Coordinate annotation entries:
=-=-=-=-=

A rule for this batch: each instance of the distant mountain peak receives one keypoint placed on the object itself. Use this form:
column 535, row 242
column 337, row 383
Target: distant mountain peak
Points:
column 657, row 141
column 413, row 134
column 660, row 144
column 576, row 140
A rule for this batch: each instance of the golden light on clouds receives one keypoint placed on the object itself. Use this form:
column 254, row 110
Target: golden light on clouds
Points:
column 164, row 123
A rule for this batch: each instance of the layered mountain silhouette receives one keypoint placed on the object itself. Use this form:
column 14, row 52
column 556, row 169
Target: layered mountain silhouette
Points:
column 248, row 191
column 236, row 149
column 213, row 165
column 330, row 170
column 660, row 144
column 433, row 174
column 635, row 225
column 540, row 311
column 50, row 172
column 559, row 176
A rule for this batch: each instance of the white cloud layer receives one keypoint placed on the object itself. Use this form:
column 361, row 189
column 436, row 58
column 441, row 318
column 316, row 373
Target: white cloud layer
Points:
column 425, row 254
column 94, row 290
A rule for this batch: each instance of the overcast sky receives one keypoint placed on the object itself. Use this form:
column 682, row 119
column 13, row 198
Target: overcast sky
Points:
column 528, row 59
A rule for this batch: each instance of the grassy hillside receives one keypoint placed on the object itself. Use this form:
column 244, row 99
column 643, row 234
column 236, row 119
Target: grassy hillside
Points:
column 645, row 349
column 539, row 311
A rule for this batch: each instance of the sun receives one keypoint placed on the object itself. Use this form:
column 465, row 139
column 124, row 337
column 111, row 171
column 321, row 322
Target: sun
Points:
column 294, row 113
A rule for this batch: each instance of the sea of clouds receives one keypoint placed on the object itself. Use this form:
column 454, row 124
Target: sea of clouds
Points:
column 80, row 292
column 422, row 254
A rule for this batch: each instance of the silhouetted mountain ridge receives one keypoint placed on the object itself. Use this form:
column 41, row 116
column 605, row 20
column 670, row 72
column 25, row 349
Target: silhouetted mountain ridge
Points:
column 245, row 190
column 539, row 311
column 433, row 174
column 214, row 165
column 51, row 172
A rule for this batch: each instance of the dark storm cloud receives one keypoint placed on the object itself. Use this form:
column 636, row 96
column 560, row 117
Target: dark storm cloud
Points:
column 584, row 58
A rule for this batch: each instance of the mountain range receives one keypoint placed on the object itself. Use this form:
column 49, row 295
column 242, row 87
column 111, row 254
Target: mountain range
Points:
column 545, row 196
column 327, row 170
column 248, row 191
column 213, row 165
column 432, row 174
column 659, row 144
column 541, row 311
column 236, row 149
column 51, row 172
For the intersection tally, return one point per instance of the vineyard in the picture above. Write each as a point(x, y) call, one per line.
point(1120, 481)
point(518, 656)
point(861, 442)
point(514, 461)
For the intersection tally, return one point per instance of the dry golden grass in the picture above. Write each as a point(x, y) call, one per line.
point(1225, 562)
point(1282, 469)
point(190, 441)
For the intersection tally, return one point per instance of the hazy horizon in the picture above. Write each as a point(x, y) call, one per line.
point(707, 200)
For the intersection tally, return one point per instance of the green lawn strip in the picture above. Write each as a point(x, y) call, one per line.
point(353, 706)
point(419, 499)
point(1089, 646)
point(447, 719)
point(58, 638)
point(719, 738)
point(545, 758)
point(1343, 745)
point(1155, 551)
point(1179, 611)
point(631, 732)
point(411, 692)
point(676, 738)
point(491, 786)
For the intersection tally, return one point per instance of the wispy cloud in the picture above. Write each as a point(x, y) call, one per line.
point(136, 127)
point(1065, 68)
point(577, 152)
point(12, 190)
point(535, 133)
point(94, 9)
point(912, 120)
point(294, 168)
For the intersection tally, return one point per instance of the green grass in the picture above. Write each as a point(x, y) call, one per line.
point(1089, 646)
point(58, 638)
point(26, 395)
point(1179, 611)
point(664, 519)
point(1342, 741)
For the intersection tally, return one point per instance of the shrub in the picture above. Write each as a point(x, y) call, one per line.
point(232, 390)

=-=-=-=-=

WHAT TO PRODUCE: Reproduce every item above word for word, without altering anything.

RESPONSE BELOW:
A rule for this batch: each instance of the distant mountain peak receives one keypoint placed on the object itself. Use this form:
column 535, row 242
column 337, row 383
Target: distant mountain peak
Points:
column 657, row 141
column 413, row 134
column 660, row 144
column 576, row 140
A rule for this batch: each instance of the golden light on clouds receives one keypoint placed on the object itself. Use this form:
column 254, row 110
Target: golden light on clouds
Points:
column 164, row 123
A rule for this batch: each instance of the layered mountain silhouette receives one keypoint placed on the object itself. Use this form:
column 14, row 52
column 556, row 169
Target: layered mountain silhouette
Points:
column 248, row 191
column 236, row 149
column 213, row 165
column 330, row 170
column 660, row 144
column 433, row 174
column 635, row 225
column 540, row 311
column 50, row 172
column 559, row 176
A rule for this batch: each instance of the white cloud layer receives one keypoint placed on the object itself. Use this form:
column 361, row 189
column 436, row 58
column 441, row 318
column 316, row 373
Target: white cloud layer
Points:
column 425, row 254
column 94, row 290
A rule for this batch: each instance of the overcast sky receives one keypoint placed on the object itself. Use this form:
column 682, row 119
column 13, row 198
Target: overcast sky
Points:
column 528, row 59
A rule for this batch: each instance of the grassy hillside receives one keypoint placed on the object itself. Use this form:
column 244, row 99
column 643, row 234
column 236, row 119
Target: grassy hillside
Points:
column 645, row 349
column 539, row 311
A rule for this batch: each instance of the sun receives one keypoint placed on the object itself. Use this form:
column 465, row 139
column 124, row 337
column 111, row 171
column 321, row 322
Target: sun
Points:
column 294, row 113
A rule for this batch: each instance of the sea of clouds receives one keypoint placed on the object itself. Use this form:
column 454, row 124
Target: sea of clouds
Points:
column 80, row 292
column 422, row 254
A rule for this batch: each instance of the silhouetted mountain ridge receives one keypoint placed on the object itself. Use this form:
column 41, row 116
column 605, row 20
column 670, row 72
column 25, row 349
Target: silhouetted mountain ridge
Points:
column 245, row 190
column 539, row 311
column 433, row 174
column 214, row 165
column 51, row 172
A rule for this batch: each instance of the dark storm cloud receives one keypoint placed on the object itself. Use this form:
column 636, row 96
column 560, row 117
Target: dark storm cloud
Points:
column 584, row 58
A rule for this batch: each instance of the mountain range receives one keypoint placed on the object itself. Use this form:
column 49, row 295
column 242, row 87
column 111, row 254
Target: mountain range
Points:
column 545, row 196
column 327, row 170
column 248, row 191
column 213, row 165
column 432, row 174
column 659, row 144
column 541, row 311
column 236, row 149
column 51, row 172
For the intersection tally, return one point per instance of the vineyard in the picture above. Write each as a point(x, y) call, one per line.
point(1120, 481)
point(518, 656)
point(861, 442)
point(514, 461)
For the intersection tally, return one point per instance of the dry golden grass in the picture above. Write each as a point(x, y) call, one per line.
point(1225, 562)
point(1282, 469)
point(190, 441)
For the intersection tally, return one point per instance of the hazy horizon in the picture above. Write each as a point(x, y) call, one per line.
point(707, 200)
For the intersection tally, return one point per instance of the green lawn strip in the picture above. Write each as a point(x, y) call, one per line.
point(353, 706)
point(419, 499)
point(1089, 646)
point(447, 719)
point(58, 638)
point(719, 738)
point(545, 758)
point(1343, 745)
point(1155, 551)
point(1179, 611)
point(631, 732)
point(411, 692)
point(676, 738)
point(491, 786)
For the intersection tally, return one point per instance of the wispy cloud in the picture above. Write each as a point(x, y) call, one per line.
point(136, 127)
point(1065, 68)
point(577, 152)
point(12, 190)
point(535, 133)
point(94, 9)
point(912, 120)
point(294, 168)
For the intersection tally, return one point per instance of the green grass in the picture above. Write each as a point(x, y) call, one per line.
point(1089, 646)
point(58, 638)
point(26, 395)
point(1179, 611)
point(664, 519)
point(1342, 741)
For the intersection tally, return one point per instance of the shrub in the picture above. Write each as a point(x, y) call, one per line.
point(232, 390)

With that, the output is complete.